§ **Provided passage**:
╭──
Ask HN: Need help...Rails app seems to take 300ms+ for everything. - shail

Ok, I will admit. Its not the simplest app but yet its not the most complicated one either.<p>The rather frustrating part is that most of the time is being spent in rendering views.
Here are few examples.<p>- Completed 200 OK in 272ms (Views: 236.9ms | ActiveRecord: 15.7ms)<p>- Completed 200 OK in 275ms (Views: 148.2ms | ActiveRecord: 42.6ms)<p>- Completed 200 OK in 384ms (Views: 335.1ms | ActiveRecord: 3.5ms)<p>I am not doing partials in a loop etc. I am NOT querying while rendering either.
Its just ruby hash operations etc which are taking up lot of ms.
Now I am starting to wonder is how many SQL queries is considered normal, like in my app its around 4 - 10 queries. Is 300ms+ an acceptable response time for a Rails app which is not even launched yet (so no server load as of now). Hosted on $20 VPS Linode.<p>Thanks in advance for sharing your insights.
╰──
§ **Dataset extract**:
╭──
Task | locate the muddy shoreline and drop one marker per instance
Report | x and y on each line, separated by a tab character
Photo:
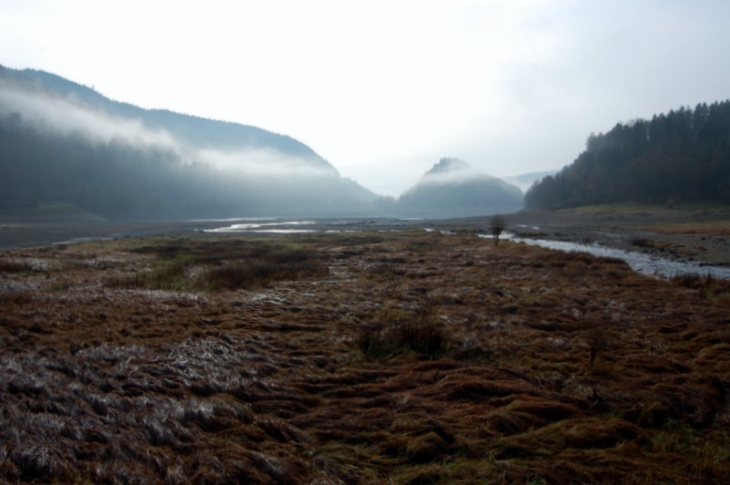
695	236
╰──
§ **Directive**: Copy out the whole Rails performance post word for word. Work only from the text.

§ **The reply**:
Ask HN: Need help...Rails app seems to take 300ms+ for everything. - shail

Ok, I will admit. Its not the simplest app but yet its not the most complicated one either.<p>The rather frustrating part is that most of the time is being spent in rendering views.
Here are few examples.<p>- Completed 200 OK in 272ms (Views: 236.9ms | ActiveRecord: 15.7ms)<p>- Completed 200 OK in 275ms (Views: 148.2ms | ActiveRecord: 42.6ms)<p>- Completed 200 OK in 384ms (Views: 335.1ms | ActiveRecord: 3.5ms)<p>I am not doing partials in a loop etc. I am NOT querying while rendering either.
Its just ruby hash operations etc which are taking up lot of ms.
Now I am starting to wonder is how many SQL queries is considered normal, like in my app its around 4 - 10 queries. Is 300ms+ an acceptable response time for a Rails app which is not even launched yet (so no server load as of now). Hosted on $20 VPS Linode.<p>Thanks in advance for sharing your insights.